Required action →
Go through the entries below and print, exactly, the lines starting at the one with "point(683, 235)" and ending at the one with "point(542, 120)", keeping both ends and no others.

Record extracts →
----
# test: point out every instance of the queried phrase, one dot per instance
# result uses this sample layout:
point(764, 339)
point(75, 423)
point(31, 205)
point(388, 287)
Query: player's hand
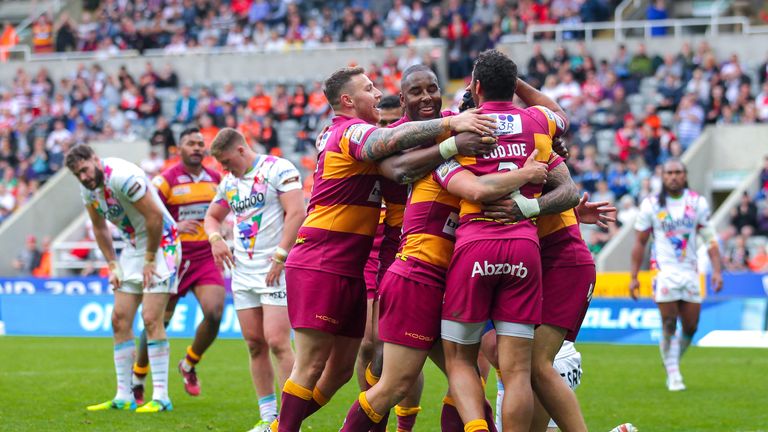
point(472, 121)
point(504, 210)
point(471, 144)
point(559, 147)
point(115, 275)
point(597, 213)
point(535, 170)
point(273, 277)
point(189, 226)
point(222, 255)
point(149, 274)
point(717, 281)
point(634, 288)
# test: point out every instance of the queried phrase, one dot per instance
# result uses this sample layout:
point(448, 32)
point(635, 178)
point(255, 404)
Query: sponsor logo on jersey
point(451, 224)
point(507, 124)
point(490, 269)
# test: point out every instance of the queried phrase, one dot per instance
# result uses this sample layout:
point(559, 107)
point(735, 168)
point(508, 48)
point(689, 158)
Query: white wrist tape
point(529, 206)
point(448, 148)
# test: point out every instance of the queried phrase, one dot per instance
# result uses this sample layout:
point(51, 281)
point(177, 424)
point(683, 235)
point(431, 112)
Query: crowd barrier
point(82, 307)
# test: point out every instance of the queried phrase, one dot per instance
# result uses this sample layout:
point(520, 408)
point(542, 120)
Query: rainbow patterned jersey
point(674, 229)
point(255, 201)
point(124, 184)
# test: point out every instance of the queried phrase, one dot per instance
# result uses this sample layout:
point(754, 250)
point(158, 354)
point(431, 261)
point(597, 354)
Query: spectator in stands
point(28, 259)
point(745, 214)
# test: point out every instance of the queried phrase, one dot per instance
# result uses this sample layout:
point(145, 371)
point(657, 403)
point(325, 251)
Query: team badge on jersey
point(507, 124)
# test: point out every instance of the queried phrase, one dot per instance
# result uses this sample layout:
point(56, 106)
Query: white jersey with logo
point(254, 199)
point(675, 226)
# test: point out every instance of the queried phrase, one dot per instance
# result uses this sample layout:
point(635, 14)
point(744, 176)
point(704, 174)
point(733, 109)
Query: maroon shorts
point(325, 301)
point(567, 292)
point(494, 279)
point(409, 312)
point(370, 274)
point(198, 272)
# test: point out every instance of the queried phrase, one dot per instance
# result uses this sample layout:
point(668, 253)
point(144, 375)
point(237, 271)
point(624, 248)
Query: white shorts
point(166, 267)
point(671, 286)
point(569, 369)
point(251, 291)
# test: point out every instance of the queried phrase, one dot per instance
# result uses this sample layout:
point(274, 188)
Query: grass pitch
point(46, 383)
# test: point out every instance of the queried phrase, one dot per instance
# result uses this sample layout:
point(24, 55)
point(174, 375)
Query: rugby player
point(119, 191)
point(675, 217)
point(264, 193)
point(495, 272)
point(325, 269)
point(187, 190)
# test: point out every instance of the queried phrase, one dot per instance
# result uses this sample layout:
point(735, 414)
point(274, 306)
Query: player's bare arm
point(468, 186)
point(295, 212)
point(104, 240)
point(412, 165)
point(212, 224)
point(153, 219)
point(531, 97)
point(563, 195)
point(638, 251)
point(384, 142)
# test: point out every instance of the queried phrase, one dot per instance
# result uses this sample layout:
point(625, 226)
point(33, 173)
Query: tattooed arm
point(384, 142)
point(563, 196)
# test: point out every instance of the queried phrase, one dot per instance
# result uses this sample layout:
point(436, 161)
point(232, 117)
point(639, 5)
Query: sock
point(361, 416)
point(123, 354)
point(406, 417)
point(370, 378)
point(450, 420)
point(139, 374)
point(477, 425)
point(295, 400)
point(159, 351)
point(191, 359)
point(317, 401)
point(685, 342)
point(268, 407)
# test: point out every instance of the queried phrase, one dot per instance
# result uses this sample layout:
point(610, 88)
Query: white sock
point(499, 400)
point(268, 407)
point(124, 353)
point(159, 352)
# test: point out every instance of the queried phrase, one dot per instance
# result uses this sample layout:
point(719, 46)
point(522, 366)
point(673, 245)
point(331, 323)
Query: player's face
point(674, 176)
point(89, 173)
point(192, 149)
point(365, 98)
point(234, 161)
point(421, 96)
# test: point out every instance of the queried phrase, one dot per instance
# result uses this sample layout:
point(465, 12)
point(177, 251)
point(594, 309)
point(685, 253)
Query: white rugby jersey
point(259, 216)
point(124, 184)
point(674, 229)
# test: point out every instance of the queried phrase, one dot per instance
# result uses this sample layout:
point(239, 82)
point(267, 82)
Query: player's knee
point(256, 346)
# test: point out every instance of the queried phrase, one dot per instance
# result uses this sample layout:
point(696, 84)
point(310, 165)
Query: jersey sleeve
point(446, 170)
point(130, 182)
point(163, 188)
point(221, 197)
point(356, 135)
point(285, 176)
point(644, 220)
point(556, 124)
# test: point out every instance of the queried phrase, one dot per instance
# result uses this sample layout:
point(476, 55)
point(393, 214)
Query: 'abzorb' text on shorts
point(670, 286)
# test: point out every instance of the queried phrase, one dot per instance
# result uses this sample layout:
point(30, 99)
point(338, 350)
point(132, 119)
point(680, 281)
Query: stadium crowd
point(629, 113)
----
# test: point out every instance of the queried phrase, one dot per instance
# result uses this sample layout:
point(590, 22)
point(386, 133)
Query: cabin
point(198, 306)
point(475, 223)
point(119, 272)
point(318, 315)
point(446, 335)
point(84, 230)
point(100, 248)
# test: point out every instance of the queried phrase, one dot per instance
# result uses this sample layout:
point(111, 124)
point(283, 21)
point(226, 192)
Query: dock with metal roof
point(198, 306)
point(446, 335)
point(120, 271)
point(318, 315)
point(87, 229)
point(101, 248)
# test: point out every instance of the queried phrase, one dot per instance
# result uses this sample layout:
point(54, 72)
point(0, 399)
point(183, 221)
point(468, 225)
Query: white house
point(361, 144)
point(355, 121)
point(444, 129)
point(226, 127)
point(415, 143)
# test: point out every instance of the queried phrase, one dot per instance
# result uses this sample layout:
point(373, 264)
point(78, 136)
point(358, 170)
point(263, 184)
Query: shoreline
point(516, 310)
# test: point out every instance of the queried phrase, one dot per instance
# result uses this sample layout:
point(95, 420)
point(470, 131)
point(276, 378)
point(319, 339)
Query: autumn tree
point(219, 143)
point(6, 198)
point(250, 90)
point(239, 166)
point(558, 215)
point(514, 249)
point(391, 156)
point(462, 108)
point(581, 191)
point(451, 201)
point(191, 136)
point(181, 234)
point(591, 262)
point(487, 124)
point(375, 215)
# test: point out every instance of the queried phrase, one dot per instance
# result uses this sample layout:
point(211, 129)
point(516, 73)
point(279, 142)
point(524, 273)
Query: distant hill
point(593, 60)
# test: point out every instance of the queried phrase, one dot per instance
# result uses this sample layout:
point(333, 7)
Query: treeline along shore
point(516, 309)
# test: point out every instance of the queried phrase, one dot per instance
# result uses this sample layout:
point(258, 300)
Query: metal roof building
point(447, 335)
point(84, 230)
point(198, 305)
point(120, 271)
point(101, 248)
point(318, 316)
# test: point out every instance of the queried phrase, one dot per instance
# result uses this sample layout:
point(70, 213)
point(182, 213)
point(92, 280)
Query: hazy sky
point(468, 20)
----
Task response →
point(683, 235)
point(431, 112)
Query: crowd barrier
point(82, 307)
# test: point out every instance of the queried phrase, one dot per instance
# result uses this sample layout:
point(520, 408)
point(542, 120)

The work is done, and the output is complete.